Passage provided:
************

How will the Commission ensure that employees are prevented from seeing CSAM when
detecting new material?
Is it correct that the Commission considers that detection orders can be executed without
weakening the encryption by applying detection to the end points? Can the Commission
clarify this explicitly?
Regarding the detection of CSAM and grooming: does the detection order in the proposal
mean that material cannot be uploaded, or that it is removed after it has been uploaded?
Can the Commission assure that the used technology is not intended to prohibit statements,
in this case CSAM and grooming, before they are made public (uploaded) on the Internet?
The Dutch Constitution gives everyone the right to publish their statements, this also
includes CSAM. The Dutch government cannot prohibit this in advance merely based on the
content.
10(3)
Can the committee clarify why freedom of expression is not mentioned under point c?
Regarding the use of indicators: could the Commission elaborate on the use of these
indicators, and more specifically, on how the technology would ensure that information
unrelated to CSAM is not extracted maliciously, for example by adding other indicators?
Article 10(3)(c) states that the technology will be “the least intrusive in terms of the impact
on the users’ rights to private and family life, including the confidentiality of
communications, and to protection of personal data”. Could the Commission elaborate on
what is meant by ‘least intrusive’? We would highly appreciate it if the proposal could be
more specific.
Article 10(3)(d) states that the technology shall be “sufficiently reliable, in that they limit to
the maximum extent possible the rate of errors regarding the detection”. ‘The maximum
extent possible’ could potentially still include a significant rate of errors. Does the
Commission maintain a threshold of maximum rate of errors allowed before the technology
is employed?
10(4)

************

Data supplied:
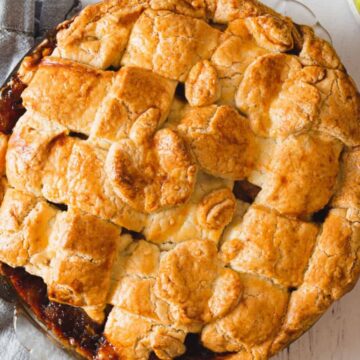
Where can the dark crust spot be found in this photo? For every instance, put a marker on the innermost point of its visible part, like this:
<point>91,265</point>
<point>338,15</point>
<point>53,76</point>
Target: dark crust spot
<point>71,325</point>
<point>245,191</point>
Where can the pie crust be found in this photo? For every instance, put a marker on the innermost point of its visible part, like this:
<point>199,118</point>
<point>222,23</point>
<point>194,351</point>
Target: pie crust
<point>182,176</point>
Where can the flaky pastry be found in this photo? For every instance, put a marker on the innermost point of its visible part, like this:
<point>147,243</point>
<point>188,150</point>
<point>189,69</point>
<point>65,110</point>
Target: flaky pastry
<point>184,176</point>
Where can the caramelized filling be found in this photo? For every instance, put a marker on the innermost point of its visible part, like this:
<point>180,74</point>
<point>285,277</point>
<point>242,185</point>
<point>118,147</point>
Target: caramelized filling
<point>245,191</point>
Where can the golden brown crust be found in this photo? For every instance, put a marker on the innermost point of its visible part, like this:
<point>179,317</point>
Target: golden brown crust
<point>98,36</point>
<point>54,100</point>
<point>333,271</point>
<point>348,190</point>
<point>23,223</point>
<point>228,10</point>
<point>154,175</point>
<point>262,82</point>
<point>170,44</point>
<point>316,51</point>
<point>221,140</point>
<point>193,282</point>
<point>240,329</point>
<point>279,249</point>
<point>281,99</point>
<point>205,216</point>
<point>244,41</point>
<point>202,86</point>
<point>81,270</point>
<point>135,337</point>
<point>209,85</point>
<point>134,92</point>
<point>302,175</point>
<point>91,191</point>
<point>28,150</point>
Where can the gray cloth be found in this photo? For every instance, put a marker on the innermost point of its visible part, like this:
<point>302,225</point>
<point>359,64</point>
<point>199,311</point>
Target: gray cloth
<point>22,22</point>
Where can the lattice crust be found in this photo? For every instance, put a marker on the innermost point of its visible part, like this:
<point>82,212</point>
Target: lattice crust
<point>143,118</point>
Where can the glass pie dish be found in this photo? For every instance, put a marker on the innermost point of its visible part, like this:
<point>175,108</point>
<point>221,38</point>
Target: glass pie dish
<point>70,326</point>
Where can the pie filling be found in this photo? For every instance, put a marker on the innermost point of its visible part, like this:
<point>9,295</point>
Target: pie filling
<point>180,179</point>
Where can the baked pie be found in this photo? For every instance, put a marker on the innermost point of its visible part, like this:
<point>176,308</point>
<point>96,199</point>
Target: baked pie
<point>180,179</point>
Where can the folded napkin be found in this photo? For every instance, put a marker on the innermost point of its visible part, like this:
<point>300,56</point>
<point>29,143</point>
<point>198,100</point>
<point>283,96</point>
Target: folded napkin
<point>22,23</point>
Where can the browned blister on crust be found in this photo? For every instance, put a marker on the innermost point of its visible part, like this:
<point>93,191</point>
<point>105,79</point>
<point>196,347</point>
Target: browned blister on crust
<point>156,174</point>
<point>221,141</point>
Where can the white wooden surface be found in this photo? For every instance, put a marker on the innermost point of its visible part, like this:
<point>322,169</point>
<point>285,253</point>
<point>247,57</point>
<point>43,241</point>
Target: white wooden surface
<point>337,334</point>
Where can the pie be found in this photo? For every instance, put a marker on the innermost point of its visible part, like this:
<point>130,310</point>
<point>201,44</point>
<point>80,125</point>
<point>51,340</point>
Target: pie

************

What is asked:
According to the passage on detection orders, what right does the Dutch Constitution give everyone?

Answer for the task:
The right to publish their statements.